··· 처리할 목록 ···

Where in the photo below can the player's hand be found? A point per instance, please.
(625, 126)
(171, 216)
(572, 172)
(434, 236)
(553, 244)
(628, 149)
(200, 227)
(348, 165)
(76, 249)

···

- **해야 할 일**
위 목록 전체를 열 이름이 "입력"과 "출력"인 두 열짜리 CSV로 정리하세요. 글과 그 답을 한 행에 하나씩 각각 따옴표로 묶은 한 칸에 넣고, 줄바꿈은 공백으로 바꾸세요.

- **연습 답안**
입력,출력
"Where in the photo below can the player's hand be found? A point per instance, please.","(625, 126) (171, 216) (572, 172) (434, 236) (553, 244) (628, 149) (200, 227) (348, 165) (76, 249)"